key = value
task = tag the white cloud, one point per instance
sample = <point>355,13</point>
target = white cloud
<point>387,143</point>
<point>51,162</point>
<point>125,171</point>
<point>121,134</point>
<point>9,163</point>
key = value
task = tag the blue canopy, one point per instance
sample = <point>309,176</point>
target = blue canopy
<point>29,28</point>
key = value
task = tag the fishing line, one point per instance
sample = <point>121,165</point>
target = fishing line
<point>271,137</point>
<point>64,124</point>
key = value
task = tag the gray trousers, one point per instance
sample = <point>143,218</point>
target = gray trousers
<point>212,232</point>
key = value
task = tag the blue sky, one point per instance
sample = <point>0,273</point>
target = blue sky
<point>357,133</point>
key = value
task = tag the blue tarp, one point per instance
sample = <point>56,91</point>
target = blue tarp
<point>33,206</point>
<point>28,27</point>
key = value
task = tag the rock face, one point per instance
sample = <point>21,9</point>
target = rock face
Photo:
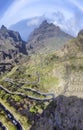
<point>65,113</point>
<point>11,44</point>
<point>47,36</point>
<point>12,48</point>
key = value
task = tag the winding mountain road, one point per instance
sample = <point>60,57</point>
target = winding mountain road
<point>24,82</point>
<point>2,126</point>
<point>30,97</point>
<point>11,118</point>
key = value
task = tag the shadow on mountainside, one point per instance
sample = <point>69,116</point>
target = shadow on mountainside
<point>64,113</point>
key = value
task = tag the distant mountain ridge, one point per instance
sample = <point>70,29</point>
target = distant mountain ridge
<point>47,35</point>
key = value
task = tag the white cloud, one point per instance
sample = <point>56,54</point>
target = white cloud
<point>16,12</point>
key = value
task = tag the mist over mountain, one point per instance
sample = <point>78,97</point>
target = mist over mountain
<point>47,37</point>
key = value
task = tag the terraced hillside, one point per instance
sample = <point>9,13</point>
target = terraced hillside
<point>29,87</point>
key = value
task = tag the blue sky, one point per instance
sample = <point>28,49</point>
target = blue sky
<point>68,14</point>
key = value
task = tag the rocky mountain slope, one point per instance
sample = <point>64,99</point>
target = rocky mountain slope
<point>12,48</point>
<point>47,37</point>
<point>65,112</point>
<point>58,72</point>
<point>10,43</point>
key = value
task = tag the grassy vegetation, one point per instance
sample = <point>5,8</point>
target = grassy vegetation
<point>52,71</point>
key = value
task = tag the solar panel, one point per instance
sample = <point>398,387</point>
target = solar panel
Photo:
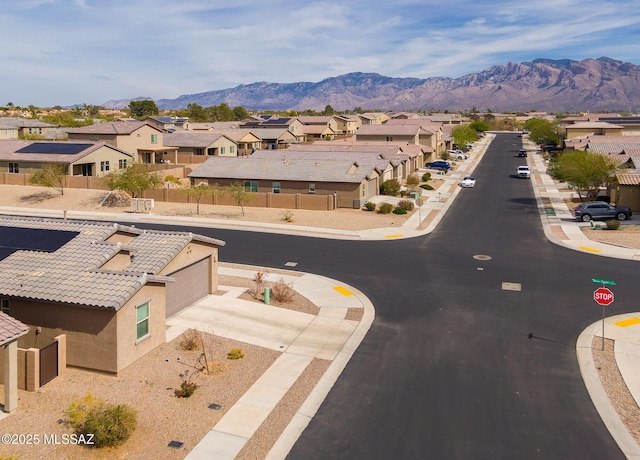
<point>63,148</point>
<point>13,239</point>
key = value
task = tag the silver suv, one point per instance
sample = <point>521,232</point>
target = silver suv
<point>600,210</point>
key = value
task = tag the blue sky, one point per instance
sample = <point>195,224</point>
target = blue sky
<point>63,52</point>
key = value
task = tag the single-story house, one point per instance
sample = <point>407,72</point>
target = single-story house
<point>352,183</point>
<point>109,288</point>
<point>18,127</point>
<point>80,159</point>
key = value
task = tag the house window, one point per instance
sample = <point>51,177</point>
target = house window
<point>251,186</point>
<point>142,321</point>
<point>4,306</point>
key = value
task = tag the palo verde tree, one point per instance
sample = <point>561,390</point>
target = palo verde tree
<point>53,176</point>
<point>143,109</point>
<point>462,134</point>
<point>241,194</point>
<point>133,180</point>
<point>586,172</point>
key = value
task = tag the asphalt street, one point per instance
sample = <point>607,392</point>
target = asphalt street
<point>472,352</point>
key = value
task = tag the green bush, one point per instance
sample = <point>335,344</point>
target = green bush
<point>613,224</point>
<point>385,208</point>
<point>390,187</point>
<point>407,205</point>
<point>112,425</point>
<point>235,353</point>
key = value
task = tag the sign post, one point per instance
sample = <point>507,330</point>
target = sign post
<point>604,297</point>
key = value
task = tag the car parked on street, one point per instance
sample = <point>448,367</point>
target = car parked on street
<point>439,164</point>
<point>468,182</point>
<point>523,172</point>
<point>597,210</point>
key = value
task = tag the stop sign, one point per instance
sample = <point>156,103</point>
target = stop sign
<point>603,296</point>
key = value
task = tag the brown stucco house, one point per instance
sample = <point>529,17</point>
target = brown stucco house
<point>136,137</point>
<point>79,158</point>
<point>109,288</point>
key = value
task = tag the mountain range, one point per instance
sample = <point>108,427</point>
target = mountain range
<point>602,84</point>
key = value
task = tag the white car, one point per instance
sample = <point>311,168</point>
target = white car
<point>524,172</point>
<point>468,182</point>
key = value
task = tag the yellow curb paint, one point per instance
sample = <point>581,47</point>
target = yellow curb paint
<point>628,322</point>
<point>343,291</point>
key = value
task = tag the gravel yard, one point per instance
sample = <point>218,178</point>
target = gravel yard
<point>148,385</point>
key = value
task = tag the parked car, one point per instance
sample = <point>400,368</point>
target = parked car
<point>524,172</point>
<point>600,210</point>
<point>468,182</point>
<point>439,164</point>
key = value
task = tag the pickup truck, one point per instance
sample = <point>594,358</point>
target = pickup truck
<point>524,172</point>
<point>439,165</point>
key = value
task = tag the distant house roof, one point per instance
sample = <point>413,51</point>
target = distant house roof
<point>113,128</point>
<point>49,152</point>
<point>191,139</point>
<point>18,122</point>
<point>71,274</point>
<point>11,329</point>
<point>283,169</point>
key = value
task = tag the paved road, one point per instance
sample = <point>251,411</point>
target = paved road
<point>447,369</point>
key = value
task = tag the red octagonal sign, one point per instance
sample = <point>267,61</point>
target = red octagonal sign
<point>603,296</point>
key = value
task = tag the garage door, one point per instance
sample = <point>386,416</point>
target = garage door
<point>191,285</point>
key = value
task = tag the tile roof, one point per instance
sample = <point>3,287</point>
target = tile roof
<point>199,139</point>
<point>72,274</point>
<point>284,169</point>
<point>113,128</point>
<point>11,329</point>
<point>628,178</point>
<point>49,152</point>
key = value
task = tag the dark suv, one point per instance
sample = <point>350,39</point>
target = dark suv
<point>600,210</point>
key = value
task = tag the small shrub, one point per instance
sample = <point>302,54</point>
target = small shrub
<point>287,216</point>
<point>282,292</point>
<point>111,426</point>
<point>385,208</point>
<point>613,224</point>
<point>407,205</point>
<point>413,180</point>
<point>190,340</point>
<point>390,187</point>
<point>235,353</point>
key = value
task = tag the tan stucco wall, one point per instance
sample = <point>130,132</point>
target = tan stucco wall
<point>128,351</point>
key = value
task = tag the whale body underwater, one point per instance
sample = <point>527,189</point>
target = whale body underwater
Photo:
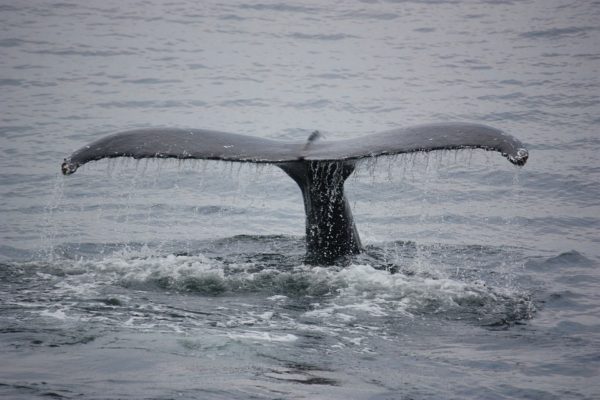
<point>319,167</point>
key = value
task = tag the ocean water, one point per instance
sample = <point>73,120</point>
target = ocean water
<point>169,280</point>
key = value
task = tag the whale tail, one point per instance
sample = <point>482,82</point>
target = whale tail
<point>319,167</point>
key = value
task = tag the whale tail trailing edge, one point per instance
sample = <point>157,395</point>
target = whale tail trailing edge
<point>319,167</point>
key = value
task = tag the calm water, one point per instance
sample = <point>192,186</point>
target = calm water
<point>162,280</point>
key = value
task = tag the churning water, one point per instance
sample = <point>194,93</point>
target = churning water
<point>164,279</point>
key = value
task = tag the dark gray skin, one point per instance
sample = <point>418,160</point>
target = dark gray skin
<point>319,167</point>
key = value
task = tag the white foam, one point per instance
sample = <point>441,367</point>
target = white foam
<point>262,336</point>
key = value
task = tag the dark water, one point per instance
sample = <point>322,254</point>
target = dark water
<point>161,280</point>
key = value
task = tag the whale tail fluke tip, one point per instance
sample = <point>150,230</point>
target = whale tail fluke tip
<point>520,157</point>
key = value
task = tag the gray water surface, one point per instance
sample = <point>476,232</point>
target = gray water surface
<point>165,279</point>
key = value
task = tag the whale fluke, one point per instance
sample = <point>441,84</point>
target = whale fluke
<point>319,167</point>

------------------------------------------------------------------------

Check each line of the listing above. Copy the ones with the word "solar".

task = tag the solar panel, one point per instance
target = solar panel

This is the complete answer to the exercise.